[[ Excerpt provided, beginning ]]

The Colonial women took advantage of a weekend homestand, earning victories over Atlantic 10 foes Dayton Friday and Xavier Sunday.
GW (15-6, 9-2 A-10) has won six straight conference games, retains second place in the conference’s west division and remains one game behind division-leading Virginia Tech.
The Colonial women will be on the road for their next two games, visiting Dayton Friday and Xavier Sunday.
GW was without the services of junior guard Elisa Aguilar for much of the weekend. Suffering from what GW team doctors call a stress reaction in her ankle, Aguilar is listed as day-to-day and will travel to Ohio next weekend.
GW 99, Xavier 64
The Colonial women’s season-long problem of building big leads and giving them up didn’t rear its ugly head Sunday against Xavier (17-5, 8-4 A-10).
GW – with Aguilar not suited up for the game – took a 49-37 lead by halftime before outscoring the Musketeers 50-27 in the second half for a 99-64 victory.
In a play that typified the game, Marlo Egleston attempted a pass to Petra Dubovcova at the 14:20 mark in the second half, which banked in for a three-pointer, extending the GW lead to 69-45. Egleston tied a career-high in steals with seven while scoring 10 points and dishing out six assists.
“In the second half, we tried not to let Xavier back in the game and we did a good job,” GW head coach Joe McKeown said. “Today wasn’t about X’s and O’s, it was about them being a team.”
The GW press stifled Xavier’s offense, forcing the Musketeers into 35 turnovers, a season-high for the Colonial women. Nine GW players tallied steals, which often led to fast-break baskets. With 10 minutes left in the game, Corrin Reid knocked the ball loose from a Xavier player, Marlo Egleston picked it up, and gave back to Reid who hit Mandisa Turner in stride for the bucket and a foul to put GW up 77-49.
When Dubovcova got the ball, she knew what to do with it. During one stretch in the first half, from the 5:35 to the 3:42 mark, she scored seven straight points on three layups and one free throw, as the Colonial women took a 39-29 lead. Dubovcova finished with 20 points on 8-of-10 shooting, including two of two from three-point range, and three assists.
Noelia Gomez scored a team-high 21 points on 8-of-22 shooting while grabbing five boards. Kristeena Alexander tallied 18 points and seven assists and Mandisa Turner scored 14 to go along with a career-high six steals.
“We know that Xavier beat (Virginia) Tech,” Alexander said. “With the Dayton game that we won, we knew we had to come out here today and dominate.”
The 99 points was GW’s highest point total since Jan. 28, 1995, when the Colonial women defeated St. Bonaventure 116-88. Five GW players scored in double-digits while 10 players made field goals.
GW 67, Dayton 54
Dayton came within two points of GW with 15 and a half minutes remaining in the second half at 40-38 before the Colonial women finished the game outscoring the Flyers 27-16 to secure an important A-10 victory.

[[ Excerpt provided, end ]]
[[ Information provided, beginning ]]

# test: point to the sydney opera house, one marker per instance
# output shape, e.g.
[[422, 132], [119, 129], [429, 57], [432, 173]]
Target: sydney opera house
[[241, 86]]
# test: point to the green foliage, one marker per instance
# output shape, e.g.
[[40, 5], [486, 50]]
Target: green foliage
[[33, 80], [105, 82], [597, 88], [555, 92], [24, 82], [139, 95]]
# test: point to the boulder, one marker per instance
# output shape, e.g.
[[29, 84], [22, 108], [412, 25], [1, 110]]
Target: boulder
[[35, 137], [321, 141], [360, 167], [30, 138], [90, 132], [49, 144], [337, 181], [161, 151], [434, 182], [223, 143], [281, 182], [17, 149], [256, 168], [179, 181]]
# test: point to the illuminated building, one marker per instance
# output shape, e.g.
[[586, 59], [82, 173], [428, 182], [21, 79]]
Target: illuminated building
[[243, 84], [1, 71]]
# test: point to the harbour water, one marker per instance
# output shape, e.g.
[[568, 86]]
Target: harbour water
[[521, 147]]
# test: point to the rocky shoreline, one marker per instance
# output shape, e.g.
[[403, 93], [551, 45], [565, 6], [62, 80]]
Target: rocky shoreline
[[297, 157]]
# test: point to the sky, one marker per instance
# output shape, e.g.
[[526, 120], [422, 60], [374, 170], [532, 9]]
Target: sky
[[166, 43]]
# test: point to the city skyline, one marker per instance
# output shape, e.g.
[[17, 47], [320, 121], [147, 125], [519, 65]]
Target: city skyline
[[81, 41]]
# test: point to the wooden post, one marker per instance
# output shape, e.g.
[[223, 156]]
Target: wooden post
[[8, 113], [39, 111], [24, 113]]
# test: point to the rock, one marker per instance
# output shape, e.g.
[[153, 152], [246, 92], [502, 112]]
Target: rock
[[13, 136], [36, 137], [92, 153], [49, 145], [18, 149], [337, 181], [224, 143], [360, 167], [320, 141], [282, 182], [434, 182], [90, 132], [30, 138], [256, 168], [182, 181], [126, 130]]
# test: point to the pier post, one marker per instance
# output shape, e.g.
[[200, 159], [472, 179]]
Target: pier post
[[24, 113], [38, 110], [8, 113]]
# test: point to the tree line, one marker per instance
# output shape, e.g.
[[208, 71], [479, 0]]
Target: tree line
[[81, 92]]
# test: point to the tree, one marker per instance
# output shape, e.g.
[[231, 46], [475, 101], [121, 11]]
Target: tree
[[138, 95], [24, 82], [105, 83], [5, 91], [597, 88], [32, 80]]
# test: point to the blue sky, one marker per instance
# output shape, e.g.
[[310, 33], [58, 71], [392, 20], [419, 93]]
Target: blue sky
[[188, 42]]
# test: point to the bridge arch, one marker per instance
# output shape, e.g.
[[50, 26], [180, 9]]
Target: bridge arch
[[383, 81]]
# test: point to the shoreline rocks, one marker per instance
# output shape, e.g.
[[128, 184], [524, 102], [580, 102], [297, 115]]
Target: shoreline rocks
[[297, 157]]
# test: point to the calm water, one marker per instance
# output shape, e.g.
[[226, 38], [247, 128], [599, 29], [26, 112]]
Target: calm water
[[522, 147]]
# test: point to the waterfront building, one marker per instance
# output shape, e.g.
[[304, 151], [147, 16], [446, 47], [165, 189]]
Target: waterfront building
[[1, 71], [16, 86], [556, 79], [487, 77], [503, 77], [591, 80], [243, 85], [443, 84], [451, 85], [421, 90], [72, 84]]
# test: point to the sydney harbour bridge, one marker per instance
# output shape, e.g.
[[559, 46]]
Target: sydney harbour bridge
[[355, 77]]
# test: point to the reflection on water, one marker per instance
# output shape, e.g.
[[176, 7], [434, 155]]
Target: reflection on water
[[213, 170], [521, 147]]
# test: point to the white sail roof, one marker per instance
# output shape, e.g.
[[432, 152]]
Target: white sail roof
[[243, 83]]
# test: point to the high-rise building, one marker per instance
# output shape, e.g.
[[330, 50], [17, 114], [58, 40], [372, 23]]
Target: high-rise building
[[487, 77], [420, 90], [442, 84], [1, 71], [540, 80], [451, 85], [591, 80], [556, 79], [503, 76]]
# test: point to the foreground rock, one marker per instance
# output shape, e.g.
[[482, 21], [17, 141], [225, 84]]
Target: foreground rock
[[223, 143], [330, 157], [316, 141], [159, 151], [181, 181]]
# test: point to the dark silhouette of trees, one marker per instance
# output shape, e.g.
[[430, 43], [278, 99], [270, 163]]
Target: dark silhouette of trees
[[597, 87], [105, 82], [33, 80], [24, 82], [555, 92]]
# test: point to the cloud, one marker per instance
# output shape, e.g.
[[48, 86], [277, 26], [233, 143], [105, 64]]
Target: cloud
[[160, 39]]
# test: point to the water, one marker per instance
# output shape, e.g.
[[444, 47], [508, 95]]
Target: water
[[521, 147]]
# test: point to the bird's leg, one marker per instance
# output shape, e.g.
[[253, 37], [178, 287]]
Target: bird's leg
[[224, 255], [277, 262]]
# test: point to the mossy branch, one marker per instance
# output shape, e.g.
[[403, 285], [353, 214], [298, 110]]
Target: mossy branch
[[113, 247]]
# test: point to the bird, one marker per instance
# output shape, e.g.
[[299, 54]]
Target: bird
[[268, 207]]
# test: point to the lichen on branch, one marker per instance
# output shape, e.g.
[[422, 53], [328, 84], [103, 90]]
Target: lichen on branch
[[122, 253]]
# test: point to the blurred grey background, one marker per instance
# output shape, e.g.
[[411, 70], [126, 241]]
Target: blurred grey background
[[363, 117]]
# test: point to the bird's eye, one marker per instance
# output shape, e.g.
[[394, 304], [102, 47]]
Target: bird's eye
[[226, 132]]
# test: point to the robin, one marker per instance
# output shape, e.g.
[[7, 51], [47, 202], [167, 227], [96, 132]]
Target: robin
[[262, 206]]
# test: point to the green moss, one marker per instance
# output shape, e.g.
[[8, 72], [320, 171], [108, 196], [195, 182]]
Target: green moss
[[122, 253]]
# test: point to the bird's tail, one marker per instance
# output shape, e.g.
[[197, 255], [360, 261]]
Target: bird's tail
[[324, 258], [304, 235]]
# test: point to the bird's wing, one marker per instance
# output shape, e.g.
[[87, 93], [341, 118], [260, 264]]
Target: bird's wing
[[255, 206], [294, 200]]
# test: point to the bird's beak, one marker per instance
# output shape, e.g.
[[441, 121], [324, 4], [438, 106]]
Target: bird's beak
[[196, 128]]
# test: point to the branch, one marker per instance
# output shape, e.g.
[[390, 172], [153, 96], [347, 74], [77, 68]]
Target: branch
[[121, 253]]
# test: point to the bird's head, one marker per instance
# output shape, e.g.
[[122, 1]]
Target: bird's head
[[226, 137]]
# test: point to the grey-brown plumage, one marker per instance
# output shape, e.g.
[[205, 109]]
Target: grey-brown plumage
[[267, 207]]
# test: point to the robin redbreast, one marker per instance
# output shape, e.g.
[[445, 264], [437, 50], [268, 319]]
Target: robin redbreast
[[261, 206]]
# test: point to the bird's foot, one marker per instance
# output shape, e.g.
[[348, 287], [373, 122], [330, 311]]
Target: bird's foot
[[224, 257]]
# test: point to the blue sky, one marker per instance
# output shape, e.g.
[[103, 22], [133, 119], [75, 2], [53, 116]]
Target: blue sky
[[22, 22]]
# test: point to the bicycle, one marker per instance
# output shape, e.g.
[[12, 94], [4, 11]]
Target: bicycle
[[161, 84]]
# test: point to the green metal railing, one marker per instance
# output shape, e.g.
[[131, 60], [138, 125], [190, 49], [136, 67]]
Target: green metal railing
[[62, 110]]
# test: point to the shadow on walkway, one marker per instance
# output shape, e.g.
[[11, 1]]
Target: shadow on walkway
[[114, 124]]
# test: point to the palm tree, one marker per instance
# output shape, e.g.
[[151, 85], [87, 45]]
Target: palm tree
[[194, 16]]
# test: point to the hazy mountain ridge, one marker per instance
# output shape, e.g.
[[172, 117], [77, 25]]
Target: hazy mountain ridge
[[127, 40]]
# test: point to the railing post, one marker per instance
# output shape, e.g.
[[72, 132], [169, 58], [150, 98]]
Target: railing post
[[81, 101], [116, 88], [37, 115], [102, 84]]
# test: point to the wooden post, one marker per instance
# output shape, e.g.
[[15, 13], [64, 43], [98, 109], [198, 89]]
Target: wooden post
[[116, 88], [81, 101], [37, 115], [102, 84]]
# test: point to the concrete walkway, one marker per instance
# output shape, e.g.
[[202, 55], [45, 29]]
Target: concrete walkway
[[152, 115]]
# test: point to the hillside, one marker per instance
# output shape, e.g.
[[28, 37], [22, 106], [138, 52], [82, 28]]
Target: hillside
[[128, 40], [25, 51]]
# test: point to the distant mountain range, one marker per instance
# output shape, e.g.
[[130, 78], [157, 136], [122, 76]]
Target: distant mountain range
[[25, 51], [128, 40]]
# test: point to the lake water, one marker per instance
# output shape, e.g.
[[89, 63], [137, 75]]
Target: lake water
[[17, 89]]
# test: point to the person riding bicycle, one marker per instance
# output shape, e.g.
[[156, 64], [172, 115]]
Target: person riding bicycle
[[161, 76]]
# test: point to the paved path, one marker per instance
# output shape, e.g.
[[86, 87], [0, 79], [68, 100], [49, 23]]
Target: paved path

[[ Information provided, end ]]

__Parts of the exercise__:
- A) Please decide whether each statement agrees with the game report above, answering yes or no and quoting the deciding words: (i) Marlo Egleston tied a career high in steals against Xavier; (ii) Noelia Gomez had seven rebounds against Xavier; (iii) Elisa Aguilar played in the Xavier game.
- B) In the game report, how many turnovers did GW force Xavier into?
- C) From the game report, list every GW player who scored in double digits against Xavier, with that player's point total.

__Answers below__:
- A)
(i) Yes: "Egleston tied a career-high in steals with seven"
(ii) No: "while grabbing five boards"
(iii) No: "with Aguilar not suited up for the game"

- B) 35 turnovers.

- C)
Noelia Gomez, 21 points
Petra Dubovcova, 20 points
Kristeena Alexander, 18 points
Mandisa Turner, 14 points
Marlo Egleston, 10 points